Start The input

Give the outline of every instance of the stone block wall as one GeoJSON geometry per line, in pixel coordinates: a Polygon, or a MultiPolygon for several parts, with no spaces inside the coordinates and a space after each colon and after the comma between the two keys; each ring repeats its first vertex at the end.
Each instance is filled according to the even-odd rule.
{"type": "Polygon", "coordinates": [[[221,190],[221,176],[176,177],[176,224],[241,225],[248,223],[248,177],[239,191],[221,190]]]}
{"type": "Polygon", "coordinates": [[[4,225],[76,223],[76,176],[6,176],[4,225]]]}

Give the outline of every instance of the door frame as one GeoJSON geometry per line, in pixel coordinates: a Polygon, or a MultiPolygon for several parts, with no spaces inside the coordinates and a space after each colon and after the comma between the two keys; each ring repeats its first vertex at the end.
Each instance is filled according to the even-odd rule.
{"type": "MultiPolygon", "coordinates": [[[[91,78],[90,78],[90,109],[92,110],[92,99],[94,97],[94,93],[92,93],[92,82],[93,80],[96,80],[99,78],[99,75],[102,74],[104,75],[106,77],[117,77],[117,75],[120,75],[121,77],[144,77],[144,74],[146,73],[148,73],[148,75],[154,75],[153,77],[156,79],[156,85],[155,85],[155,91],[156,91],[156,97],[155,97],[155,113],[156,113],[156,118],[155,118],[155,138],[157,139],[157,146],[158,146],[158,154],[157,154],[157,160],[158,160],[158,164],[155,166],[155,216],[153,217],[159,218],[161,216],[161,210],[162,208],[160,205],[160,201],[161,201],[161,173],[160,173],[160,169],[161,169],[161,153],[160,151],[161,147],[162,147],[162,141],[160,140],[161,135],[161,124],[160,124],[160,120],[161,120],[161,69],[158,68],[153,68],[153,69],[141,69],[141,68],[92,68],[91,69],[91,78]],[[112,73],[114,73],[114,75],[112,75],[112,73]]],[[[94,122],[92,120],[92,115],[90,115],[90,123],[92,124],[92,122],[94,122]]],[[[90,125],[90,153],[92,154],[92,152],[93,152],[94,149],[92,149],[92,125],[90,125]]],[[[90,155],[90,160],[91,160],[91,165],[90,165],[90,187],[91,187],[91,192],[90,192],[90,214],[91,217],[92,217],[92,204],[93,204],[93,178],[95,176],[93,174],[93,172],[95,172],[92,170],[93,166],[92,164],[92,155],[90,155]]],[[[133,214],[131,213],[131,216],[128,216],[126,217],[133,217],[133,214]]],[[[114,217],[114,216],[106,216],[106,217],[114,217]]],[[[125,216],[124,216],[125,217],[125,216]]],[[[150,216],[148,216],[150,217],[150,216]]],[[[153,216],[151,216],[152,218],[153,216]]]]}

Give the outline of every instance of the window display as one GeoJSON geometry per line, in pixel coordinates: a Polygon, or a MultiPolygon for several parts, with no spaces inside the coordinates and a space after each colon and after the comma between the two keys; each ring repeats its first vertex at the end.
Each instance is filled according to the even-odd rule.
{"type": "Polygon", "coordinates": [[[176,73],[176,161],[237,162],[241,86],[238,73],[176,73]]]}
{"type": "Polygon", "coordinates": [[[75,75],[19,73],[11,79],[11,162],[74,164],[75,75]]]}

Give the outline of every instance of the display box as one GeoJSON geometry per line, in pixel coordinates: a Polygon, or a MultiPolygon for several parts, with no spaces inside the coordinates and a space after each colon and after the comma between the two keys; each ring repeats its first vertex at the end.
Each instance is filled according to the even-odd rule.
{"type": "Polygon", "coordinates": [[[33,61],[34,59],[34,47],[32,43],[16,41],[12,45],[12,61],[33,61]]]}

End The input

Goal: Type out the material again exactly as presented.

Exercise response:
Give the outline of every instance of the stone block wall as one GeoJSON geometry per line, in pixel coordinates: a Polygon, or a MultiPolygon for several parts, with no spaces inside the coordinates and a space after each colon and after the comma between the two keys; each ring repeats its first vertex at the end.
Each instance is filled according to the even-odd rule.
{"type": "Polygon", "coordinates": [[[221,190],[221,176],[176,177],[176,224],[241,225],[248,223],[248,177],[239,191],[221,190]]]}
{"type": "Polygon", "coordinates": [[[4,225],[76,223],[76,176],[6,176],[4,225]]]}

Give the outline of every instance of the door frame as one GeoJSON geometry per line, in pixel coordinates: a Polygon, or a MultiPolygon for several parts, with no spaces inside the coordinates and a space after each colon and after the comma between the two keys; each ring repeats its first vertex at the end.
Each instance is filled according to the even-odd rule.
{"type": "MultiPolygon", "coordinates": [[[[91,78],[90,78],[90,109],[92,110],[92,99],[94,97],[94,93],[92,93],[92,82],[93,80],[96,80],[99,78],[99,75],[102,74],[104,75],[106,77],[117,77],[117,75],[120,75],[121,77],[144,77],[144,74],[146,73],[148,73],[148,75],[154,75],[153,77],[156,79],[156,85],[155,85],[155,91],[156,91],[156,97],[155,97],[155,113],[156,113],[156,118],[155,118],[155,138],[157,139],[157,146],[158,146],[158,154],[157,154],[157,160],[158,160],[158,164],[155,166],[155,216],[153,217],[159,218],[161,216],[161,210],[162,208],[160,205],[160,201],[161,201],[161,173],[160,173],[160,169],[161,169],[161,153],[160,151],[161,147],[162,147],[162,141],[160,140],[161,135],[161,124],[160,124],[160,120],[161,120],[161,69],[158,68],[153,68],[153,69],[141,69],[141,68],[92,68],[91,69],[91,78]],[[112,73],[114,73],[114,75],[112,75],[112,73]]],[[[94,122],[92,120],[92,115],[90,115],[90,123],[92,124],[92,122],[94,122]]],[[[90,125],[90,153],[92,154],[92,152],[93,152],[94,149],[92,149],[92,125],[90,125]]],[[[90,155],[90,160],[91,160],[91,165],[90,165],[90,187],[91,187],[91,192],[90,192],[90,214],[91,217],[92,217],[92,204],[93,204],[93,178],[95,176],[93,174],[93,172],[95,172],[92,170],[93,166],[92,164],[92,155],[90,155]]],[[[133,214],[131,213],[131,216],[128,216],[126,217],[133,217],[133,214]]],[[[114,217],[114,216],[106,216],[106,217],[114,217]]],[[[125,216],[124,216],[125,217],[125,216]]],[[[150,216],[148,216],[150,217],[150,216]]],[[[153,216],[151,216],[152,218],[153,216]]]]}

Give the outline of every instance of the window display as one GeoJSON geometry per line, in pixel coordinates: a Polygon, or a MultiPolygon for several parts, with no spaces inside the coordinates and a space after each colon and after the comma between the two keys; each ring repeats its first vertex at the end.
Each instance is filled according to the even-odd rule.
{"type": "Polygon", "coordinates": [[[176,73],[176,161],[237,162],[241,86],[238,73],[176,73]]]}
{"type": "Polygon", "coordinates": [[[75,75],[19,73],[11,79],[11,162],[74,164],[75,75]]]}

Give the outline of every instance of the display box as one GeoJSON geometry per line, in pixel coordinates: a Polygon, or a MultiPolygon for several parts, with no spaces inside the coordinates and a space after each colon and after the comma between the two keys; each ring repeats its first vertex at the end.
Each instance is filled according to the even-odd rule.
{"type": "Polygon", "coordinates": [[[33,61],[34,59],[34,47],[32,43],[16,41],[12,45],[12,61],[33,61]]]}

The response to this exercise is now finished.